Records of labeled points:
————

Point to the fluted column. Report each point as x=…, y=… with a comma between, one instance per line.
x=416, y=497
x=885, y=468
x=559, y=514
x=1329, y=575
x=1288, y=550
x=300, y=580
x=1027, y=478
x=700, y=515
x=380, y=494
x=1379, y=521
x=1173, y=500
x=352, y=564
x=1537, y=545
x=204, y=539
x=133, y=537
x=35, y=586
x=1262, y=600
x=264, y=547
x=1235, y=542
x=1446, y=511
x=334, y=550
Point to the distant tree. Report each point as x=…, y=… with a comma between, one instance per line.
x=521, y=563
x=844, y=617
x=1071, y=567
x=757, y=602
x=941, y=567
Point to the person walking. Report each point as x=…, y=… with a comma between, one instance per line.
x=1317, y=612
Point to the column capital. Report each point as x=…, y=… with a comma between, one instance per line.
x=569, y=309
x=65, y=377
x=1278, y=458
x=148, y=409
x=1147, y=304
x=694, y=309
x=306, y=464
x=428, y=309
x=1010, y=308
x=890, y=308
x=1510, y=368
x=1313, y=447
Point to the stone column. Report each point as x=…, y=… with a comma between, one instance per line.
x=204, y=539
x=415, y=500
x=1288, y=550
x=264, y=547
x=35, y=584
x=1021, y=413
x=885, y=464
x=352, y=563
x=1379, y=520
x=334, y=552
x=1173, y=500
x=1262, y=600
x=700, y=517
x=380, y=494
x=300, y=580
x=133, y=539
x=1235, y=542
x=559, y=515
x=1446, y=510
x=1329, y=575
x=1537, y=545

————

## What to do:
Turn the entries into a numbered list, beginning at the top and continuing through the line that contains "x=334, y=550", with blank lines left out.

## Reply:
1. Point to the fluted column. Report each point as x=…, y=… with a comma between, one instance per line.
2. x=416, y=497
3. x=885, y=468
4. x=559, y=514
5. x=1329, y=575
6. x=1288, y=550
7. x=300, y=580
8. x=1027, y=478
9. x=700, y=515
10. x=380, y=494
11. x=1379, y=521
12. x=1173, y=500
13. x=352, y=564
14. x=1537, y=545
15. x=204, y=539
16. x=133, y=537
17. x=35, y=586
18. x=1262, y=600
19. x=264, y=547
20. x=1235, y=542
21. x=1446, y=511
22. x=334, y=550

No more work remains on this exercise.